- _TASK OBJECTIVE_: Rewrite all the records below, replacing "bus" with "coach" wherever it appears and keeping everything else the same. Leave the pictures out of your answer.

##########

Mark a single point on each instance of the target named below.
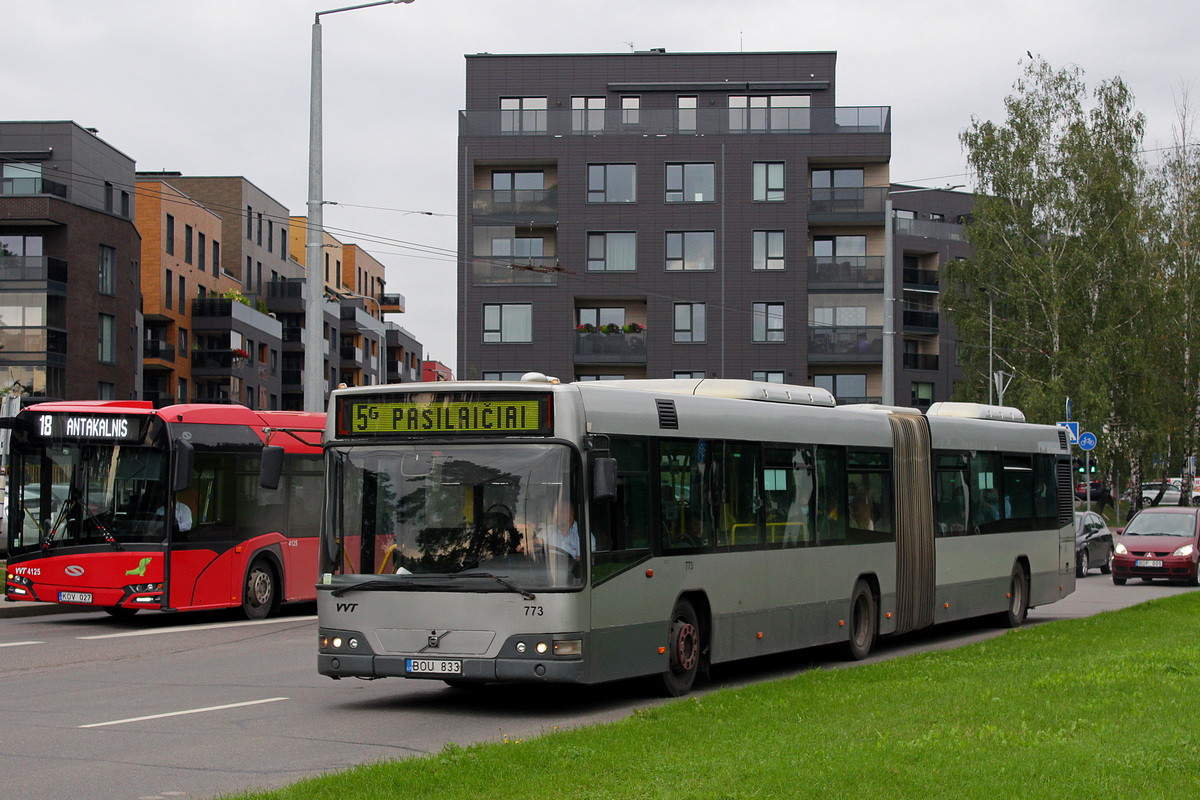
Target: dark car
(1158, 542)
(1093, 543)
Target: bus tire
(261, 594)
(864, 621)
(1018, 599)
(120, 612)
(684, 648)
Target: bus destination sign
(448, 416)
(89, 426)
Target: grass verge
(1091, 708)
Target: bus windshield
(419, 511)
(70, 493)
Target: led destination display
(444, 415)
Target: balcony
(929, 229)
(845, 343)
(33, 268)
(593, 347)
(616, 121)
(527, 205)
(159, 349)
(921, 361)
(921, 280)
(846, 274)
(847, 205)
(29, 186)
(921, 320)
(497, 270)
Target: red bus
(123, 506)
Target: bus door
(912, 475)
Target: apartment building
(70, 264)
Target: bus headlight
(569, 648)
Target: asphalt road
(199, 704)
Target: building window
(771, 113)
(630, 110)
(522, 114)
(690, 184)
(768, 250)
(768, 181)
(689, 323)
(922, 395)
(107, 353)
(600, 317)
(107, 270)
(587, 114)
(850, 388)
(691, 250)
(612, 252)
(767, 322)
(612, 182)
(520, 187)
(688, 114)
(505, 323)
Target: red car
(1159, 542)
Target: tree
(1056, 292)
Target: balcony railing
(921, 319)
(929, 229)
(845, 343)
(850, 203)
(845, 272)
(616, 121)
(159, 349)
(919, 361)
(33, 268)
(610, 348)
(517, 271)
(27, 186)
(921, 278)
(522, 204)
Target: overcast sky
(221, 88)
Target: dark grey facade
(70, 254)
(701, 198)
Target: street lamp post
(315, 278)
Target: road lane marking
(189, 629)
(175, 714)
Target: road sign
(1072, 431)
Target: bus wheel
(1018, 597)
(262, 590)
(120, 612)
(683, 650)
(863, 621)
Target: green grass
(1092, 708)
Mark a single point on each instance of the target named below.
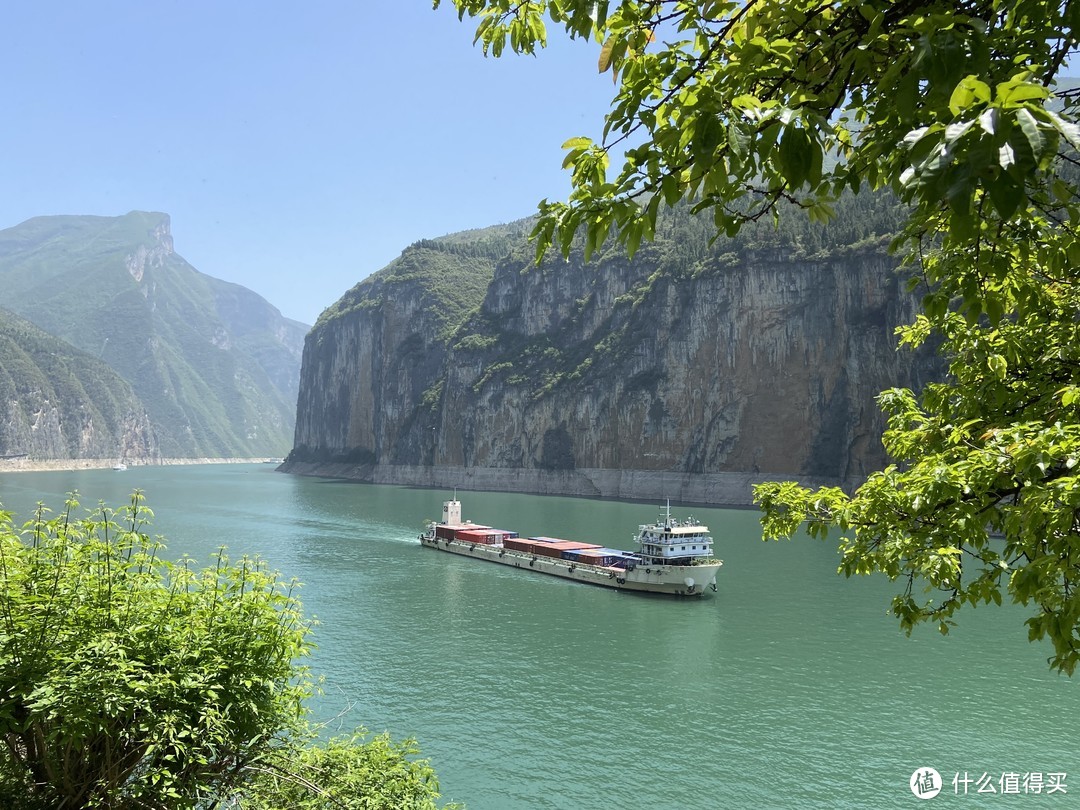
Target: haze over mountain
(213, 365)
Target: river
(791, 687)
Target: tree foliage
(352, 772)
(131, 682)
(955, 108)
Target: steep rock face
(215, 366)
(637, 378)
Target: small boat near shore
(672, 557)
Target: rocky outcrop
(687, 373)
(213, 365)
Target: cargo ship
(672, 557)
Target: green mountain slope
(56, 402)
(215, 365)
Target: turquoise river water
(787, 688)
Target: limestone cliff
(688, 372)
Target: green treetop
(743, 108)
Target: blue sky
(298, 147)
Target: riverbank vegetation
(127, 680)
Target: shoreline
(67, 464)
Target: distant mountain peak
(154, 253)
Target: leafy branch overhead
(746, 108)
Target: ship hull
(676, 580)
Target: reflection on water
(788, 688)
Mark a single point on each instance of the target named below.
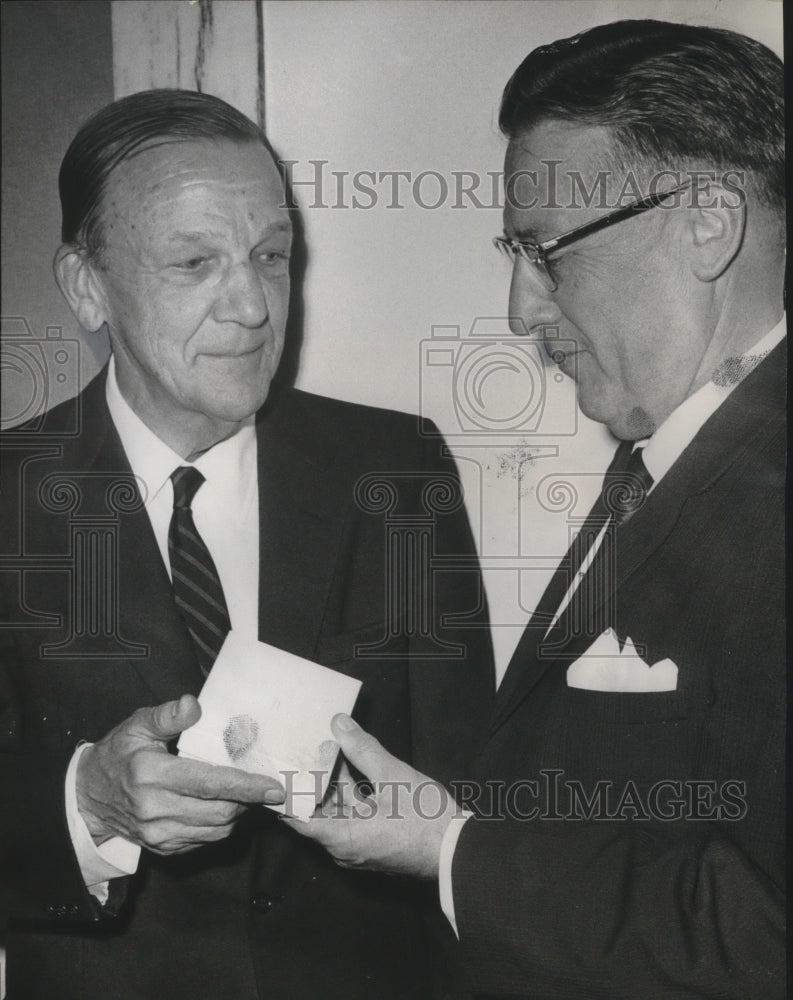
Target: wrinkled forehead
(550, 170)
(167, 172)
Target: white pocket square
(606, 667)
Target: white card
(268, 711)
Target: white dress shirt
(226, 514)
(660, 453)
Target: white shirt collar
(681, 426)
(152, 461)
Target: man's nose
(242, 299)
(531, 305)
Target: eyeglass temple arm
(573, 235)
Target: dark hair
(123, 128)
(673, 93)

##########

- _FINISHED TASK_:
Mark a single point on each instance of the target named below.
Target: dark car
(1158, 542)
(1093, 543)
Target: coach tire
(261, 594)
(864, 621)
(1018, 599)
(120, 612)
(684, 648)
Target: coach destination sign
(448, 416)
(89, 426)
Target: grass verge
(1091, 708)
Target: coach windshield
(419, 511)
(70, 493)
Target: led destination display
(444, 415)
Target: balcony
(929, 229)
(845, 343)
(33, 268)
(593, 347)
(616, 121)
(527, 205)
(159, 349)
(921, 361)
(921, 280)
(846, 274)
(847, 205)
(29, 186)
(921, 320)
(497, 270)
Target: red coach
(123, 506)
Target: coach door
(912, 475)
Target: apartment building
(70, 264)
Target: coach headlight
(569, 648)
Target: asphalt road
(199, 704)
Target: building window
(771, 113)
(630, 110)
(522, 114)
(690, 184)
(768, 250)
(768, 181)
(689, 323)
(922, 395)
(107, 353)
(600, 317)
(107, 270)
(587, 114)
(850, 388)
(691, 250)
(612, 252)
(767, 322)
(612, 182)
(520, 187)
(688, 114)
(505, 323)
Target: red car
(1159, 542)
Target: tree
(1056, 292)
Target: balcony railing
(921, 319)
(929, 229)
(845, 343)
(850, 203)
(845, 272)
(616, 121)
(159, 349)
(919, 361)
(33, 268)
(610, 348)
(517, 271)
(27, 186)
(921, 278)
(522, 204)
Target: overcast sky
(221, 88)
Target: dark grey facade
(70, 254)
(701, 198)
Target: street lamp post
(315, 278)
Target: road lane marking
(189, 629)
(175, 714)
Target: road sign
(1072, 431)
Target: coach wheel
(1018, 597)
(262, 590)
(120, 612)
(683, 650)
(863, 621)
Target: green grass
(1092, 708)
Mark a single point on each instance of the target named below.
Target: haze over mountain
(213, 365)
Target: river
(791, 687)
Target: tree foliage
(352, 772)
(131, 682)
(955, 108)
Target: steep rock face
(215, 366)
(637, 378)
Target: small boat near shore
(672, 557)
Target: rocky outcrop
(687, 373)
(213, 365)
Target: cargo ship
(672, 557)
Target: green mountain slope
(56, 402)
(215, 365)
Target: turquoise river water
(787, 688)
Target: limestone cliff
(688, 372)
Target: green treetop
(743, 108)
Target: blue sky
(298, 147)
Target: riverbank vegetation
(127, 680)
Target: shoreline
(67, 464)
Target: distant mountain peak
(154, 253)
Target: leafy branch overhead
(746, 108)
Target: ship hull
(676, 580)
Target: reflection on water
(788, 688)
Mark a single point on each instance of the target named below.
Target: wrinkled forehead
(550, 170)
(167, 172)
Target: white pocket square
(606, 667)
Target: white card
(268, 711)
Target: white dress shirt
(226, 514)
(660, 453)
Target: white shirt collar
(681, 426)
(152, 461)
Target: man's nose
(242, 299)
(531, 305)
Target: eyeglass temple arm
(573, 235)
Target: dark hair
(123, 128)
(673, 93)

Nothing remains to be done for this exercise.